Document passage:
....................

Epidemiology Elective Program Overview
EEP students learn by hands-on experience and mentorship by CDC experts and can engage in networking events.
An EEP student analyzes health data and conducts disease surveillance.
A veterinary student assists with soil sampling for burkholderia pseudomallei while completing an EEP rotation in the field with a state health department.
EEP students tour CDC and network with CDC experts during orientation.
EEP students learn about the history of CDC during a visit to the Edward J. Sencer CDC Museum
The Epidemiology Elective Program (EEP) introduces medical and veterinary students to applied epidemiology and public health. Students learn by gaining hands-on experience and mentorship from subject matter experts in public health. This program offers assignments during 6- or 8-week rotation periods based at CDC, other federal agencies, and state, tribal, local, and territorial health departments. More than 2,100 medical and veterinary students have completed EEP since its inception in 1975.
Successful applicants are willing to accept assignments in a wide range of public health topic areas and locations across the U.S. and have a record of high academic achievement, teamwork, innovation, service orientation, and leadership. Every effort is made to place students in an assignment that provides experience in leadership and in a preferred public health topic area that aligns with their career goals.

....................

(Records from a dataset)
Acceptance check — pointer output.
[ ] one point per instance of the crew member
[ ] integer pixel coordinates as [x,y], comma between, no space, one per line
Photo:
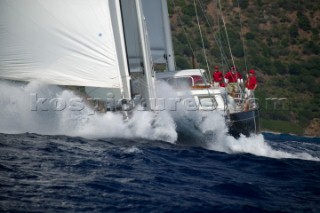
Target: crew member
[251,85]
[217,77]
[233,78]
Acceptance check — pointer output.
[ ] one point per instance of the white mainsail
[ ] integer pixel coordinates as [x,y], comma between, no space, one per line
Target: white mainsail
[64,42]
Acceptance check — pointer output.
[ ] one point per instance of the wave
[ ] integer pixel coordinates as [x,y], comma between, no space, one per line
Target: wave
[51,110]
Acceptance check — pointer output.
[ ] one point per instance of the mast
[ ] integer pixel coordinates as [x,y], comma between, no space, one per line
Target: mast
[148,69]
[168,38]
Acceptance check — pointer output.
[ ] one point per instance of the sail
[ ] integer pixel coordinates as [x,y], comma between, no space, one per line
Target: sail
[64,42]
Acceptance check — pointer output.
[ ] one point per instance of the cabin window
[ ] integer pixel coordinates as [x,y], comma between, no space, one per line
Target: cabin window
[208,102]
[183,82]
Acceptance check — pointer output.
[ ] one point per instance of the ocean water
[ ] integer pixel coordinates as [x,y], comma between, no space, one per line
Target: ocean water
[54,160]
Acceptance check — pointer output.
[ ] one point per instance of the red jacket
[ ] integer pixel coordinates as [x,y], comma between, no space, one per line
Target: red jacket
[232,77]
[217,76]
[251,82]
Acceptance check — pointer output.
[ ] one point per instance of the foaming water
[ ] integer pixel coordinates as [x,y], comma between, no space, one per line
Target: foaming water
[212,133]
[50,110]
[64,113]
[255,144]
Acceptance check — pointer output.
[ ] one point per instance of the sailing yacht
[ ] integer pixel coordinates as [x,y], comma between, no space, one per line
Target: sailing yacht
[196,82]
[109,47]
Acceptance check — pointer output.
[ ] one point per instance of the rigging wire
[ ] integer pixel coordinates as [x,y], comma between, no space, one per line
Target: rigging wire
[217,40]
[226,32]
[201,36]
[242,39]
[183,28]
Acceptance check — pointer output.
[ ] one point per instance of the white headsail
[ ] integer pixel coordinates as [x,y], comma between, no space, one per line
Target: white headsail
[66,42]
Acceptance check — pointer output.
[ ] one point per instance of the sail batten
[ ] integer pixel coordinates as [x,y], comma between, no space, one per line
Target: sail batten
[64,42]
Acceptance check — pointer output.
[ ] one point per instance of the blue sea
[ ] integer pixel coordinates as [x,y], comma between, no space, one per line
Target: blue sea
[84,161]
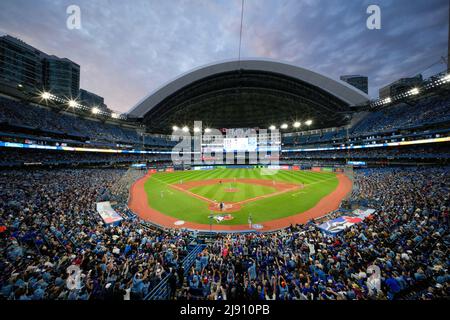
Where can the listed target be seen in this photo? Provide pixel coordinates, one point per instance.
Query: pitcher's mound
(229, 207)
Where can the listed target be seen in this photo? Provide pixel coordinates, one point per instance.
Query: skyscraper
(61, 76)
(20, 64)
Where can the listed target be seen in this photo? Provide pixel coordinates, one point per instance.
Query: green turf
(244, 191)
(183, 206)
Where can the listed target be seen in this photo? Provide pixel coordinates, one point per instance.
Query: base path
(280, 187)
(138, 204)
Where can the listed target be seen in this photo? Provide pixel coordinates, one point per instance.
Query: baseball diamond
(274, 201)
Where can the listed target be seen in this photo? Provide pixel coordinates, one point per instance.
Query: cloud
(128, 49)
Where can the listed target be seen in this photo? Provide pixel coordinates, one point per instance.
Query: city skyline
(128, 50)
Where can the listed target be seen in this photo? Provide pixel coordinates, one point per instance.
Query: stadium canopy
(248, 94)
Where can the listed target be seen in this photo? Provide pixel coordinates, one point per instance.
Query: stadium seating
(48, 221)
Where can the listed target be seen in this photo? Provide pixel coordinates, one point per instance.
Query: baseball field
(227, 198)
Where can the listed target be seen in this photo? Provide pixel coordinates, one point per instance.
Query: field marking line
(246, 200)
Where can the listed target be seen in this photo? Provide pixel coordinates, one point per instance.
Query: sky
(127, 49)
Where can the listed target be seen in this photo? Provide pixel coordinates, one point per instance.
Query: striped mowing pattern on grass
(180, 205)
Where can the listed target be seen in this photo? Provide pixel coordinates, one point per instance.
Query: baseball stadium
(237, 179)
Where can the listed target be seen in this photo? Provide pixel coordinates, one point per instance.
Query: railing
(161, 291)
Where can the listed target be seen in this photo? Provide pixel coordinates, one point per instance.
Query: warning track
(138, 203)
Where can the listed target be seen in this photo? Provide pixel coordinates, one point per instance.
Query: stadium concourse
(60, 166)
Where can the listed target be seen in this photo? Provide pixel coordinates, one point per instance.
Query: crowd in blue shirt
(48, 223)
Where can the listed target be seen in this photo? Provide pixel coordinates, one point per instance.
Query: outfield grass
(183, 206)
(244, 191)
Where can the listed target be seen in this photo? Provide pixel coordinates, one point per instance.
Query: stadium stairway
(161, 291)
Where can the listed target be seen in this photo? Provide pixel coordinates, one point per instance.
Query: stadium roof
(248, 94)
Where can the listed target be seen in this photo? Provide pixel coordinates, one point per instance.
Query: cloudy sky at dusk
(126, 49)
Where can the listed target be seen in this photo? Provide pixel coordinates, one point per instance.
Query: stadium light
(72, 103)
(45, 95)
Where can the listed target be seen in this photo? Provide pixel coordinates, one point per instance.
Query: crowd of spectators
(434, 151)
(44, 119)
(18, 157)
(48, 222)
(407, 239)
(428, 110)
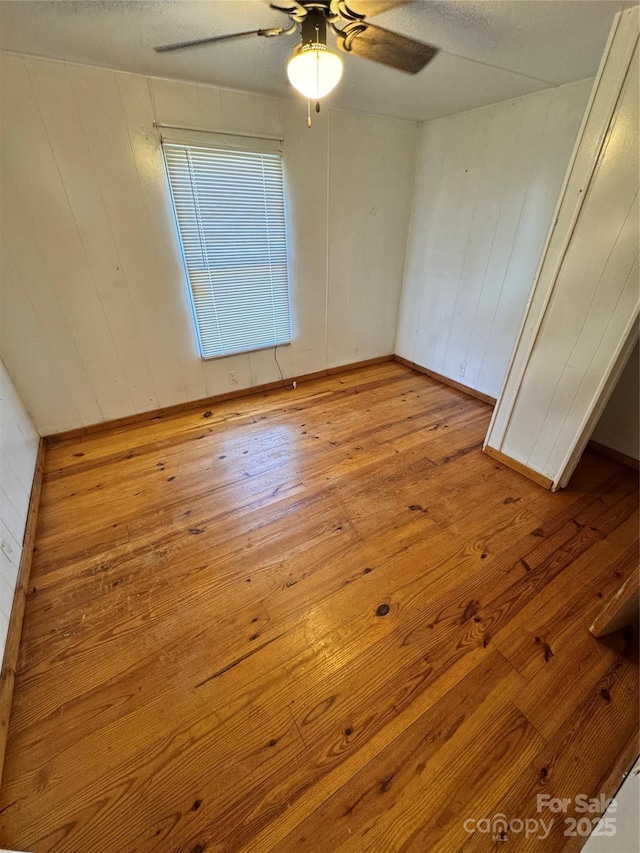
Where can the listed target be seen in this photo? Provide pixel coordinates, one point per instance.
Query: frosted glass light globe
(314, 71)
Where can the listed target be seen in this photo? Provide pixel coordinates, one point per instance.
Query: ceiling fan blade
(273, 31)
(369, 8)
(385, 46)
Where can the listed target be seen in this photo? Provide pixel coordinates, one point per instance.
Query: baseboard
(11, 649)
(603, 450)
(540, 479)
(466, 389)
(170, 411)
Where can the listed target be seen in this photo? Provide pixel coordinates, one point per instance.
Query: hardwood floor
(317, 620)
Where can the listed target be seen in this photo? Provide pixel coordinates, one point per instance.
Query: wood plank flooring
(317, 620)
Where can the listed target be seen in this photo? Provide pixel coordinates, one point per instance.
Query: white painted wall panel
(485, 190)
(97, 321)
(585, 304)
(18, 452)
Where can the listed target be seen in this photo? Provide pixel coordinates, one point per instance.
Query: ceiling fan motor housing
(314, 28)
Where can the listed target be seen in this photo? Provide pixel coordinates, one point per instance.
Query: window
(229, 206)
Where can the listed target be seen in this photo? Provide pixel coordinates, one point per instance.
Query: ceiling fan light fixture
(314, 70)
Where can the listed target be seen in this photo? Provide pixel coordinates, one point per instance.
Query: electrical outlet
(7, 549)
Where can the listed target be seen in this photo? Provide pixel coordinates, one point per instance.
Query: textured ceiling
(490, 51)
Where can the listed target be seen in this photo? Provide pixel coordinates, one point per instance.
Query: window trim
(231, 142)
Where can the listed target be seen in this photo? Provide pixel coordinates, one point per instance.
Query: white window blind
(229, 206)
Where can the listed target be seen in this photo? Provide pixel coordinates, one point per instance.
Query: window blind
(229, 207)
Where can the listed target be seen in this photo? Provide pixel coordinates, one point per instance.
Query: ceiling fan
(313, 69)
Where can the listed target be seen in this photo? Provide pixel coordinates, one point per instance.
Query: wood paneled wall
(96, 322)
(18, 451)
(486, 185)
(618, 427)
(580, 325)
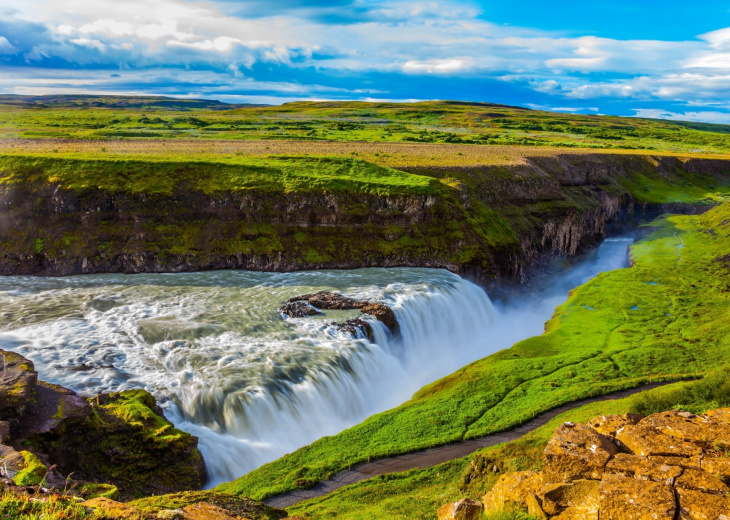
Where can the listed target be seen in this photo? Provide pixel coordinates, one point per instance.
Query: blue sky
(667, 59)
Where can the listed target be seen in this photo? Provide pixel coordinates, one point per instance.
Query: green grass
(419, 493)
(160, 175)
(665, 318)
(425, 122)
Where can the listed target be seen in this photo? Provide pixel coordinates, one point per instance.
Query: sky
(667, 59)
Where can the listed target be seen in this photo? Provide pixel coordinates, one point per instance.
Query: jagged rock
(679, 470)
(17, 380)
(646, 440)
(642, 468)
(382, 313)
(354, 325)
(576, 451)
(698, 480)
(205, 511)
(511, 491)
(625, 497)
(298, 310)
(328, 301)
(113, 509)
(610, 424)
(582, 494)
(694, 505)
(309, 304)
(466, 509)
(171, 514)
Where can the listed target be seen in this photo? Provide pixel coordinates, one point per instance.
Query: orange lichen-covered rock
(611, 424)
(694, 505)
(112, 509)
(576, 451)
(626, 497)
(511, 491)
(466, 509)
(643, 468)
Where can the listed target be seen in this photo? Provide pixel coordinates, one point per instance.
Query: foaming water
(251, 385)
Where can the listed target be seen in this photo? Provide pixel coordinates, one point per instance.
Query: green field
(99, 118)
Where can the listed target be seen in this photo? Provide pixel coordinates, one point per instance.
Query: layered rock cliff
(489, 223)
(668, 465)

....................

Resume the Epidemiology Elective Program overview above, picking up after its final sentence.

All EEP students attend a 3-day orientation at CDC headquarters in Atlanta, Georgia at the start of their rotation. Students are offered a range of in-person and virtual trainings throughout their rotation. Most schools award academic course credit for participation in EEP.
Students work in a wide range of public health topic areas such as infectious diseases, chronic diseases, injury prevention, environmental health, and occupational health. Assignments may involve:
- conducting surveillance of a disease, injury, or other health condition,
- collecting and analyzing health data to identify new risk factors for disease,
- evaluating the effectiveness of program prevention strategies to help inform future implementation,
- assisting CDC’s Epidemic Intelligence Service (EIS) officers and other public health professionals to investigate an outbreak, and
- contributing to scientific reports, publications, guidelines, and communication materials.